### PROBLEM TO SOLVE
Please count the lines in the rows below that contain the string "cluster", and give only that number.

### RAW DATA
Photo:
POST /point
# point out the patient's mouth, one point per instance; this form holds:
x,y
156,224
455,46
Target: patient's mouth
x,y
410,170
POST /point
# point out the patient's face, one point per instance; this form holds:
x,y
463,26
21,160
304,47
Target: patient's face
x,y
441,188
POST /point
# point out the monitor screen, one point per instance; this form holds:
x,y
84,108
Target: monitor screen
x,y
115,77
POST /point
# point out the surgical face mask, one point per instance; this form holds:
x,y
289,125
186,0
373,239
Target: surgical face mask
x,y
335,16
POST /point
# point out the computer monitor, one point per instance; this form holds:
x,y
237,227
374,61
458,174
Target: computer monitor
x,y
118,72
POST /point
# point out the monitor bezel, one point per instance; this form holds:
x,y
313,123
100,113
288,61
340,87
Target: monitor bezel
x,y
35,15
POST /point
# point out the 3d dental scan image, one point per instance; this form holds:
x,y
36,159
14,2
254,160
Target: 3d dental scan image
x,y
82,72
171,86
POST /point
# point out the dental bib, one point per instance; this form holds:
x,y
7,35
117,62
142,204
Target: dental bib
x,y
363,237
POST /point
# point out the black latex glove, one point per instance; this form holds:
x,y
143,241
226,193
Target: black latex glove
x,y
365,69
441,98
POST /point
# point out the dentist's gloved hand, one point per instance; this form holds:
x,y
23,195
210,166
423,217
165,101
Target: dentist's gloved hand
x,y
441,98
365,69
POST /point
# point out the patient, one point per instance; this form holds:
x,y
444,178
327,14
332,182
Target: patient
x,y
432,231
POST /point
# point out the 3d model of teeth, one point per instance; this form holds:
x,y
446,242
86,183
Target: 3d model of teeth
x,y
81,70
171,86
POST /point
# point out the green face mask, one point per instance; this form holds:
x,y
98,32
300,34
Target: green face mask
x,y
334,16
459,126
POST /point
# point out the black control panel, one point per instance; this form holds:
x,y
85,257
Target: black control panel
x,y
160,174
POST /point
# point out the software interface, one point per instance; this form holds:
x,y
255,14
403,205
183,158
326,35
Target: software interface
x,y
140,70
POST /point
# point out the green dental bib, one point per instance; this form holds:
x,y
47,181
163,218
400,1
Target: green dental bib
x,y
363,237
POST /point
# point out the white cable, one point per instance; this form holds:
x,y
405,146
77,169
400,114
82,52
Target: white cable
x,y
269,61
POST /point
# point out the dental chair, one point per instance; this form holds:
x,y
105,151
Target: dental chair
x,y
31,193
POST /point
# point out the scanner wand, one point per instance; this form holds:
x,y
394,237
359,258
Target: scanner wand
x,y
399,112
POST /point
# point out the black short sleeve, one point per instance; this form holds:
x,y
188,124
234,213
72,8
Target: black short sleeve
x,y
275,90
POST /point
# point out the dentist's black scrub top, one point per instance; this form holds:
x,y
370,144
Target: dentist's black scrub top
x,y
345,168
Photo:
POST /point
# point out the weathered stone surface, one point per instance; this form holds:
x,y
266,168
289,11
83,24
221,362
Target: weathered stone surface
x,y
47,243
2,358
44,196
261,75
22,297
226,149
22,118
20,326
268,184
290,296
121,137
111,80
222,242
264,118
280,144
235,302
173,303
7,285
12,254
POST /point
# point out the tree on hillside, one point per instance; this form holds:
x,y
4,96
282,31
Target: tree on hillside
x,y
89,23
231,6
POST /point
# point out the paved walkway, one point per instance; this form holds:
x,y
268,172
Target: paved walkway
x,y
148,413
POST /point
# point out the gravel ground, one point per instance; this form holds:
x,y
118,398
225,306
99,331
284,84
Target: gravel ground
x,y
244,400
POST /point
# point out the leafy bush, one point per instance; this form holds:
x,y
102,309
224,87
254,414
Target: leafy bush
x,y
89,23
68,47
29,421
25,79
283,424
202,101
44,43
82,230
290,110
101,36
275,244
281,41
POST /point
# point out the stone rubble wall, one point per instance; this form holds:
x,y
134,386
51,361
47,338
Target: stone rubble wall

--

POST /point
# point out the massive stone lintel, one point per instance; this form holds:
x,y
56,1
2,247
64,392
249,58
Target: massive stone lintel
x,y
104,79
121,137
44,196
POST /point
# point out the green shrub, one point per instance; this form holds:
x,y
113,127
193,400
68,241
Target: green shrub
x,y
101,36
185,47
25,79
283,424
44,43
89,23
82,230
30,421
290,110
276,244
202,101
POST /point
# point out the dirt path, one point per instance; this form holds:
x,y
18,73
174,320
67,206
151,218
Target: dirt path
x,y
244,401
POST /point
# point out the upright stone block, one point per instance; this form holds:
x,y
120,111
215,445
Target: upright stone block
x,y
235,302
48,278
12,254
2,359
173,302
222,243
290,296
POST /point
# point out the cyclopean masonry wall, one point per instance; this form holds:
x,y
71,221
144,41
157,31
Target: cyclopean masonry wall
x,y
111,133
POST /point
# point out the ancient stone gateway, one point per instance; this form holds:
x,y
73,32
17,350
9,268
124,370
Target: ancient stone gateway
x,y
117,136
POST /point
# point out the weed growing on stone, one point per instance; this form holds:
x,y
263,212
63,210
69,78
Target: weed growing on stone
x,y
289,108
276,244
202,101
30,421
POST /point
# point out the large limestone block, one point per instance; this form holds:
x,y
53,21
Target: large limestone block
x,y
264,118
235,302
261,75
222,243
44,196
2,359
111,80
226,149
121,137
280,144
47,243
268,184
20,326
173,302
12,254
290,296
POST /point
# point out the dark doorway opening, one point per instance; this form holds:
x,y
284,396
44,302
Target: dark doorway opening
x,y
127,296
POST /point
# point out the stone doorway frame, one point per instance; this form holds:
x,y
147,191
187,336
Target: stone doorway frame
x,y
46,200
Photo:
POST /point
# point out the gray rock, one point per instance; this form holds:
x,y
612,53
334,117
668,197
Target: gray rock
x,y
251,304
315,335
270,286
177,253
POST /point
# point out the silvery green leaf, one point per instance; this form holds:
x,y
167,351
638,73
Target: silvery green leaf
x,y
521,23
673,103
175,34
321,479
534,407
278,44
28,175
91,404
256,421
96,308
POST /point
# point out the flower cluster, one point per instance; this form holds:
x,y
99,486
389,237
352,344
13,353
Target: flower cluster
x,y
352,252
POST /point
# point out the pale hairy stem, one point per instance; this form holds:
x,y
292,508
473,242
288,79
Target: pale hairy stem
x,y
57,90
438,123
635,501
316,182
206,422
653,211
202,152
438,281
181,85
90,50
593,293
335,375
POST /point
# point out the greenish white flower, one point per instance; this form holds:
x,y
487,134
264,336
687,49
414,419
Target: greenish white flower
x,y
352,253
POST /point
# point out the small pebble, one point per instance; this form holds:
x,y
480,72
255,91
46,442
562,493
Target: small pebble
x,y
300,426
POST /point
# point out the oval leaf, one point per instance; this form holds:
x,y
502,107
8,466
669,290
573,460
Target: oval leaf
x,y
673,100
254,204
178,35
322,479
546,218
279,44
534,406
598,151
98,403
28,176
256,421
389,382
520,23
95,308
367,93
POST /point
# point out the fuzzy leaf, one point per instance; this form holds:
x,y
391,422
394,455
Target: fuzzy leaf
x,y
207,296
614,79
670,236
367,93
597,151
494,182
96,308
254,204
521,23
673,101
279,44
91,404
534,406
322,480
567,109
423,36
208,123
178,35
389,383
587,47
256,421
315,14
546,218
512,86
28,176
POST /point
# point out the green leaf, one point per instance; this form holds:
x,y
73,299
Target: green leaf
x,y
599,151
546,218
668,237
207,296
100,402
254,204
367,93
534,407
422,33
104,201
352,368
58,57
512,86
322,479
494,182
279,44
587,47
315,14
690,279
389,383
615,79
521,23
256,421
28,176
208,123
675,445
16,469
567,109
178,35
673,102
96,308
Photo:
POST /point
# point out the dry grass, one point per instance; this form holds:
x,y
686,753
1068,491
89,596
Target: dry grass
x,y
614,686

* * *

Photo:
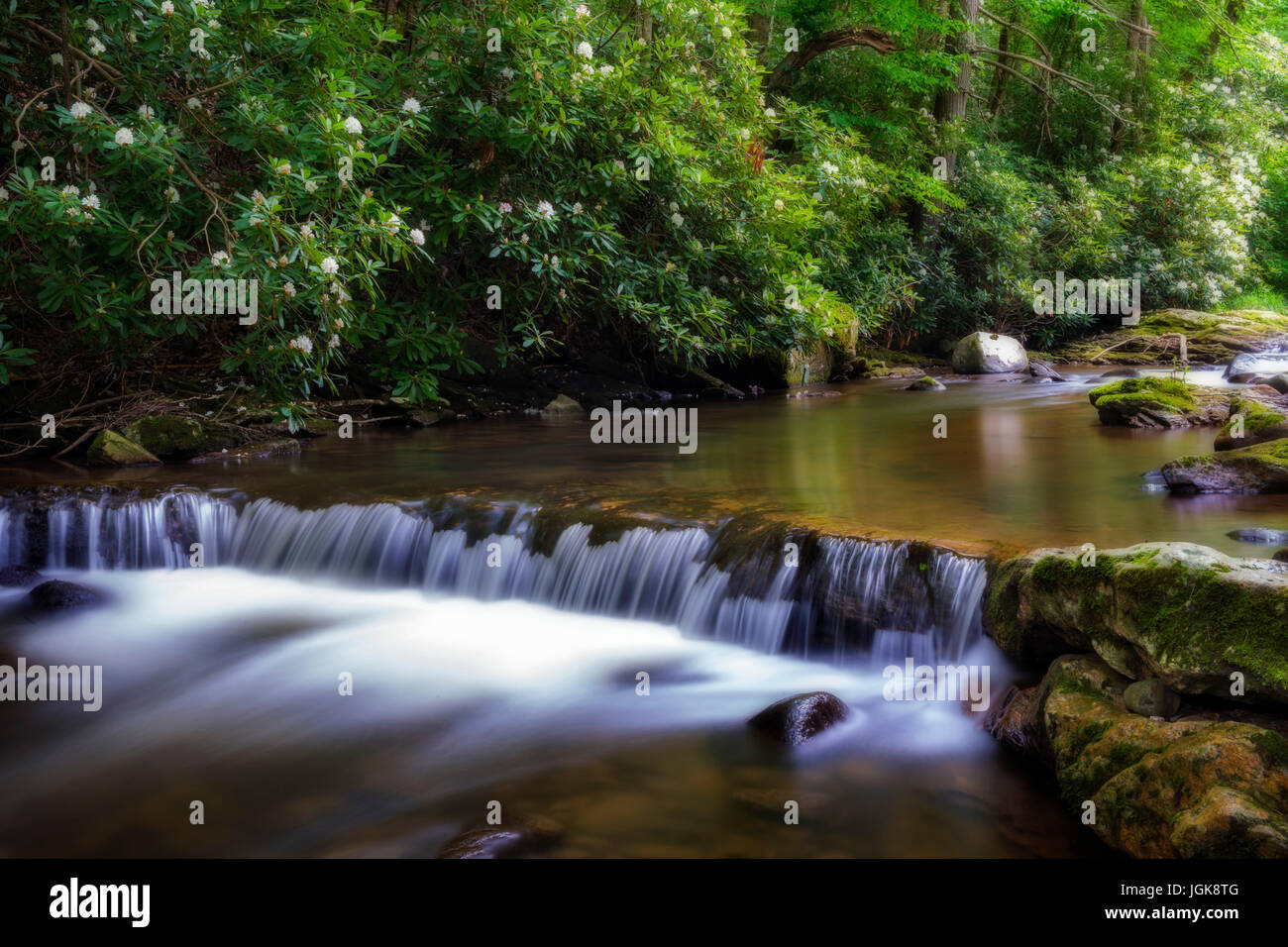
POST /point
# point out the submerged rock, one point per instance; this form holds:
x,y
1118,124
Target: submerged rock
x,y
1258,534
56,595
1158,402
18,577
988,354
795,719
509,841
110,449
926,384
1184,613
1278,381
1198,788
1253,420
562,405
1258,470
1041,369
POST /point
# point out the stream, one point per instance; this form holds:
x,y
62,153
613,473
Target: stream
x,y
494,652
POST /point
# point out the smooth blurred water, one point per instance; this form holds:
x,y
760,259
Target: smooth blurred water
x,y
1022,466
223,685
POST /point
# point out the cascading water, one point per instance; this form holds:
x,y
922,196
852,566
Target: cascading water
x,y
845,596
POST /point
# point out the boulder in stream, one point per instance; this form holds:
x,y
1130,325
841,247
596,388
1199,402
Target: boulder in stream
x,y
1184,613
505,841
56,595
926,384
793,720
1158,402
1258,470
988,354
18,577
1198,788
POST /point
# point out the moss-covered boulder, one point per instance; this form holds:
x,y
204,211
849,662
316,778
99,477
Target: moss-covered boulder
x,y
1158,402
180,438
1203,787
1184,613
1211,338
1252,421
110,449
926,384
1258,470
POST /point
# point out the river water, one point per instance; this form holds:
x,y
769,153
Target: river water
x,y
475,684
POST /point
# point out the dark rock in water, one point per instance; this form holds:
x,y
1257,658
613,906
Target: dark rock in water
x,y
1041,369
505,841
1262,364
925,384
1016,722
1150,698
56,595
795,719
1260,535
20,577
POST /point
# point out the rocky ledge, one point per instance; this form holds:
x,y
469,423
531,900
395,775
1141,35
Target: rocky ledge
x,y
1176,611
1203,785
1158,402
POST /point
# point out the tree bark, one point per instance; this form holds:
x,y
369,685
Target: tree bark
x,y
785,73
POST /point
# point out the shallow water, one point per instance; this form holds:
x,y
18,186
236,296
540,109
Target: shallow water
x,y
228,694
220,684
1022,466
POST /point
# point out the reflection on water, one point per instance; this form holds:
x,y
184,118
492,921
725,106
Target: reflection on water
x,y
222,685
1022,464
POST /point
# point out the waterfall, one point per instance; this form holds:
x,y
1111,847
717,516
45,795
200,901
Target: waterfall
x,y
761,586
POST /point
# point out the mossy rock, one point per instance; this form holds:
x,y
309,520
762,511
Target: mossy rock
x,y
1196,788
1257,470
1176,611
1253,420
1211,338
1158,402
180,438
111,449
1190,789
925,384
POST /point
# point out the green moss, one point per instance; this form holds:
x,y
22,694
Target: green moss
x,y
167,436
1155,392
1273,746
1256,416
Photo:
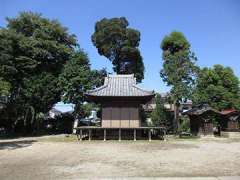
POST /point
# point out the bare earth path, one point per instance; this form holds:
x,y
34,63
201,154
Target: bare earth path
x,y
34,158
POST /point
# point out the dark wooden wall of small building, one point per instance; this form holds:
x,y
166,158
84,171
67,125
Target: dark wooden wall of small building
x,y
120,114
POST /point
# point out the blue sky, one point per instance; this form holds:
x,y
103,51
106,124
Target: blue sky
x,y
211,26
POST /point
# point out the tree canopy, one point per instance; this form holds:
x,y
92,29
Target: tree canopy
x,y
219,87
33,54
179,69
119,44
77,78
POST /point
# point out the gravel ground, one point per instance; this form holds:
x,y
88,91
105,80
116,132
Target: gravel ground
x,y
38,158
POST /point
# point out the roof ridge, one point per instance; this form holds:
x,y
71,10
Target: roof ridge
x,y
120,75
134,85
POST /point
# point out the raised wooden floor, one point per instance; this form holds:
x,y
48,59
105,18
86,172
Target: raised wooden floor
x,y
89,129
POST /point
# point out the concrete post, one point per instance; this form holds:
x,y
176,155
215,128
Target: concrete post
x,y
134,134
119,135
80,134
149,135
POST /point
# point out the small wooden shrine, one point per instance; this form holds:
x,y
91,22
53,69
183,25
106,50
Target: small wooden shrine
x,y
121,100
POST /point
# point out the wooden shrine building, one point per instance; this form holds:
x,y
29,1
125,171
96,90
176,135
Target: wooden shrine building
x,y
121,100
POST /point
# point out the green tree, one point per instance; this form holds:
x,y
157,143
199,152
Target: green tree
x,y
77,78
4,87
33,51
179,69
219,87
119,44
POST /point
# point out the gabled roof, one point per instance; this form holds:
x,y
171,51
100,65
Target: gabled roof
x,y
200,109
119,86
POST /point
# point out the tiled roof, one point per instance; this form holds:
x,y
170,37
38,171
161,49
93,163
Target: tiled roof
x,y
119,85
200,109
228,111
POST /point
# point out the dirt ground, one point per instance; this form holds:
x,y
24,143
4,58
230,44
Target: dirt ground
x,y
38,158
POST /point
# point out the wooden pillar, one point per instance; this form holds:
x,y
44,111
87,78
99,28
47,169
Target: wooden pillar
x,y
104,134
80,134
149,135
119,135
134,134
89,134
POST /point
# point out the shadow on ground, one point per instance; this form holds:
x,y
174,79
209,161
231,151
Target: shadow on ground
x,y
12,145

### SOLUTION BELOW
2